- _Lo que debes hacer_: Duplica la columna sobre el bien común completa, sin cambiar una sola palabra ni signo.

- _Texto fuente_:
-------
Columna de Óscar Contardo: El bien común

Desde hace ya casi medio siglo el ámbito de lo público en Chile ha sido sinónimo de un sitio cercano al despeñadero, en donde se arriman los que no tienen más remedio que hacerlo, el borde de un sistema que segmenta y troza según ingresos, dejando lo público como el lugar de los desamparados, los incapaces de encumbrarse y huir de un área de la que hay que escapar apenas se pueda. El mensaje ha sido tan claro y tan sostenido, que acabó transformándose en una roca de sentido común que da sombra a algunos, mientras aplasta a otros. El uso del transporte público, de la educación pública y la salud pública para la mayoría no es fruto es una elección propiamente tal, sino la consecuencia de no poder pagar algo mejor, un fracaso individual que se mastica en silencio, con un poco de resignación y otro poco de vergüenza. Así es como lo público rara vez es un espacio de encuentro entre ciudadanos distintos, sino más bien una sala de espera a la que acuden los menos afortunados.
En 2013, Ciper publicó un informe titulado “Cómo se ha desmantelado la salud pública”. Era la síntesis de un estudio del cientista político Matías Goyeneche y la médica Danae Sinclaire que detallaba, entre otras cosas, la manera en que los recursos públicos destinados a sanidad iban a parar a manos de prestadores privados. Una sangría de millones que fluía a caudales cada vez mayores. La cifra de traspasos de dinero público al sector privado de salud en 2013, el año en que se difundió ese estudio, alcanzaba los 1.187 millones de dólares. El informe enumeraba los mecanismos que permitían que esto sucediera: desde el pago de camas en clínicas a tarifas muchísimo más caras que las permitidas a hospitales, hasta el sistema de concesiones. Goyeneche y Sinclaire describían cómo el Estado mismo se había encargado de asfixiar al sistema público de salud, dando argumentos para continuar el proceso de desmantelamiento: cada vez menos recursos significan cada vez mayor deuda y precariedad, lo que termina perjudicando la atención, y si la atención es mala, entonces no hay razón para darles más dinero a los hospitales, porque significa que el sistema público es ineficiente. Un círculo que se justifica a sí mismo en la lógica de la focalización.
-------
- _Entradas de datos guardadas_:
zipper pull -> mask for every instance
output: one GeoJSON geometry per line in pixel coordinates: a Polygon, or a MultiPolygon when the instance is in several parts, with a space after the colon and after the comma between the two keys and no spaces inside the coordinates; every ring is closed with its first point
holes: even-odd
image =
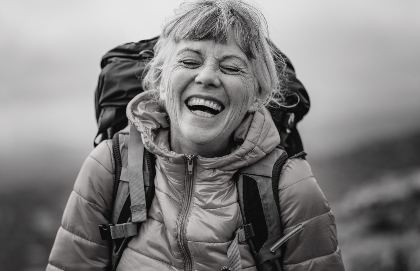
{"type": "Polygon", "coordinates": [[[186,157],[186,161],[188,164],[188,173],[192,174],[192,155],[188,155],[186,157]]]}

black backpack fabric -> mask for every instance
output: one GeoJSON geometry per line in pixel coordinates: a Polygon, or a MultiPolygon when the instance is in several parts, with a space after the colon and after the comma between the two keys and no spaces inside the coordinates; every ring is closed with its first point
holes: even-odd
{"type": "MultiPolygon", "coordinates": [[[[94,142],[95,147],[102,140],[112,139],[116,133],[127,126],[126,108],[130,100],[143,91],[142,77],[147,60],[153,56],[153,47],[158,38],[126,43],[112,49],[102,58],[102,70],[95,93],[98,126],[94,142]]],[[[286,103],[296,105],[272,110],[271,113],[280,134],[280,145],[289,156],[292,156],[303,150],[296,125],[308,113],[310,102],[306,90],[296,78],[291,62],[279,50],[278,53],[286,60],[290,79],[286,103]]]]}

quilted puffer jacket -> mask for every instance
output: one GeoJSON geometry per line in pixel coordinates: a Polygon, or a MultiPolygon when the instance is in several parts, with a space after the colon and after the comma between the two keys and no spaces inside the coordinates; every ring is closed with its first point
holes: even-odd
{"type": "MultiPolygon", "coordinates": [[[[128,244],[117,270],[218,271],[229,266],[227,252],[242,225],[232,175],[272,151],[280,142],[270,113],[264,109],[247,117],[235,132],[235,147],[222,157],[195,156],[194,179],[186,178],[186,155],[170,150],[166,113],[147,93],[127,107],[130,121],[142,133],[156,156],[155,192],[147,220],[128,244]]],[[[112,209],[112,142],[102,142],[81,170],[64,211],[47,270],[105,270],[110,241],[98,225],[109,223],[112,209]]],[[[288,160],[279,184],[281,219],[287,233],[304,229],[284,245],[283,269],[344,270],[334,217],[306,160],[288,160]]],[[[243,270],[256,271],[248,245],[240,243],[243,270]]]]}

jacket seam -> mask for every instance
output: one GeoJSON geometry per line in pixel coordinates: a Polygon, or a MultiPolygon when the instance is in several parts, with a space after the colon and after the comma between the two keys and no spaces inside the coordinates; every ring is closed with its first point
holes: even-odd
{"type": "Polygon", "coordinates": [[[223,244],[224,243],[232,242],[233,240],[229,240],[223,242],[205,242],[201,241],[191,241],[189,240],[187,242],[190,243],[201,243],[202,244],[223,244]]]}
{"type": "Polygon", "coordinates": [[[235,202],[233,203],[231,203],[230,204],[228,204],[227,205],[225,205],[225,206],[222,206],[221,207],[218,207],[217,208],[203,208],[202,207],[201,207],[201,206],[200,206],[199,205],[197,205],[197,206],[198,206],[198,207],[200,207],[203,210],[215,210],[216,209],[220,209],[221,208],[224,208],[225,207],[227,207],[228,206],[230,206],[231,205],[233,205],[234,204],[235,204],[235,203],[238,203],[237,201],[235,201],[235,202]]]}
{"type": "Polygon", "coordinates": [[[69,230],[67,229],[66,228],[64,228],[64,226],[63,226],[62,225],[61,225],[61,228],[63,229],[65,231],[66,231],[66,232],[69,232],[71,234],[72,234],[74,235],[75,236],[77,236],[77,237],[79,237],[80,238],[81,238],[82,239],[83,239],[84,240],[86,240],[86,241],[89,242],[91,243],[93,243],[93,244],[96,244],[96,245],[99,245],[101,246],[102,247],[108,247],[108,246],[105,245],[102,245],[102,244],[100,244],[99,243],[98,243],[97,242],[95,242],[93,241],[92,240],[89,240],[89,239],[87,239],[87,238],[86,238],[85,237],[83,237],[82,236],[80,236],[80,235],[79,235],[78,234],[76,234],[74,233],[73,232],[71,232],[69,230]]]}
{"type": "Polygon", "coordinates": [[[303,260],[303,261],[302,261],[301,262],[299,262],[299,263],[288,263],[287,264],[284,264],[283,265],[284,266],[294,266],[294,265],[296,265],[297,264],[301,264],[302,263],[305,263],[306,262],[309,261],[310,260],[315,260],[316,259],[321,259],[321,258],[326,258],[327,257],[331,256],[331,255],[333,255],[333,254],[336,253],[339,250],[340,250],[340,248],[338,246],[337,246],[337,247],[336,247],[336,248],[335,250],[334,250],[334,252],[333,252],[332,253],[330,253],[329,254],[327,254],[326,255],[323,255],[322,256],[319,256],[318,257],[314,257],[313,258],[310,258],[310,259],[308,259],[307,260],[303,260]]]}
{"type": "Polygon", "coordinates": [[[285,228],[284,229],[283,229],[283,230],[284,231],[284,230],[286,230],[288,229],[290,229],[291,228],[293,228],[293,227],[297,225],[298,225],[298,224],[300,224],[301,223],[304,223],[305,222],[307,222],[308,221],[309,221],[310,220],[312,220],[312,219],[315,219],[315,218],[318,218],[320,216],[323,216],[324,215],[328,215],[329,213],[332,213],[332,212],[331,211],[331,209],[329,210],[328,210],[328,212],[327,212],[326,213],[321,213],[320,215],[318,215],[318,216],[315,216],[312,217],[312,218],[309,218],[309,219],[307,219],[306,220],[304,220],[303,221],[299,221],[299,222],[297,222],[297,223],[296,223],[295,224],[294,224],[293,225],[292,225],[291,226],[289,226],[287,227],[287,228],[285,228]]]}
-------
- _Problema resuelto_:
Columna de Óscar Contardo: El bien común

Desde hace ya casi medio siglo el ámbito de lo público en Chile ha sido sinónimo de un sitio cercano al despeñadero, en donde se arriman los que no tienen más remedio que hacerlo, el borde de un sistema que segmenta y troza según ingresos, dejando lo público como el lugar de los desamparados, los incapaces de encumbrarse y huir de un área de la que hay que escapar apenas se pueda. El mensaje ha sido tan claro y tan sostenido, que acabó transformándose en una roca de sentido común que da sombra a algunos, mientras aplasta a otros. El uso del transporte público, de la educación pública y la salud pública para la mayoría no es fruto es una elección propiamente tal, sino la consecuencia de no poder pagar algo mejor, un fracaso individual que se mastica en silencio, con un poco de resignación y otro poco de vergüenza. Así es como lo público rara vez es un espacio de encuentro entre ciudadanos distintos, sino más bien una sala de espera a la que acuden los menos afortunados.
En 2013, Ciper publicó un informe titulado “Cómo se ha desmantelado la salud pública”. Era la síntesis de un estudio del cientista político Matías Goyeneche y la médica Danae Sinclaire que detallaba, entre otras cosas, la manera en que los recursos públicos destinados a sanidad iban a parar a manos de prestadores privados. Una sangría de millones que fluía a caudales cada vez mayores. La cifra de traspasos de dinero público al sector privado de salud en 2013, el año en que se difundió ese estudio, alcanzaba los 1.187 millones de dólares. El informe enumeraba los mecanismos que permitían que esto sucediera: desde el pago de camas en clínicas a tarifas muchísimo más caras que las permitidas a hospitales, hasta el sistema de concesiones. Goyeneche y Sinclaire describían cómo el Estado mismo se había encargado de asfixiar al sistema público de salud, dando argumentos para continuar el proceso de desmantelamiento: cada vez menos recursos significan cada vez mayor deuda y precariedad, lo que termina perjudicando la atención, y si la atención es mala, entonces no hay razón para darles más dinero a los hospitales, porque significa que el sistema público es ineficiente. Un círculo que se justifica a sí mismo en la lógica de la focalización.